Tindakan yang Diperlukan —
1 – Salin kembali dengan tepat bagian dokumen tentang penegak hukum perempuan, mulai dari "Meski demikian, semakin" dan berakhir pada "sedang mereka hadapi.".
2 – Menurut bagian dokumen, bagaimana banyak orang memandang pegawai perempuan seperti yang diungkapkan Artha?

::: Bagian Dokumen

Meski demikian, semakin hari semakin banyak kasus yang melibatkan perempuan semakin banyak yang dilaporkan. Hal tersebut lantas membuat ketiga wanita tadi berharap semakin banyak penegak hukum mulai dari polisi, jaksa, dan hakim perempuan yang sensitif terkait kasus-kasus yang melibatkan perempuan agar mereka mau mengungkapkan masalah yang sedang mereka hadapi.

Sayangnya, masih ada beberapa hal yang dirasa cukup menghambat hal tersebut. Salah satunya seperti yang diungkapkan Artha. Ia mengatakan bahwa menurut banyak orang, pegawai perempuan sangat sulit untuk "diatur" .

::::::
::: Informasi yang Disediakan

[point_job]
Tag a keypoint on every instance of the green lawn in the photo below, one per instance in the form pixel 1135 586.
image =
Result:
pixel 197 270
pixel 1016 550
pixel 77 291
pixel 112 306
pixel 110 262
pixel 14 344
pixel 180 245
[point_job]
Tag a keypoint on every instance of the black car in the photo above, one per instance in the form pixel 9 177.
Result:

::::::

Penyelesaian Tugas —
1 –
Meski demikian, semakin hari semakin banyak kasus yang melibatkan perempuan semakin banyak yang dilaporkan. Hal tersebut lantas membuat ketiga wanita tadi berharap semakin banyak penegak hukum mulai dari polisi, jaksa, dan hakim perempuan yang sensitif terkait kasus-kasus yang melibatkan perempuan agar mereka mau mengungkapkan masalah yang sedang mereka hadapi.

2 – Banyak orang menganggap pegawai perempuan sangat sulit untuk "diatur".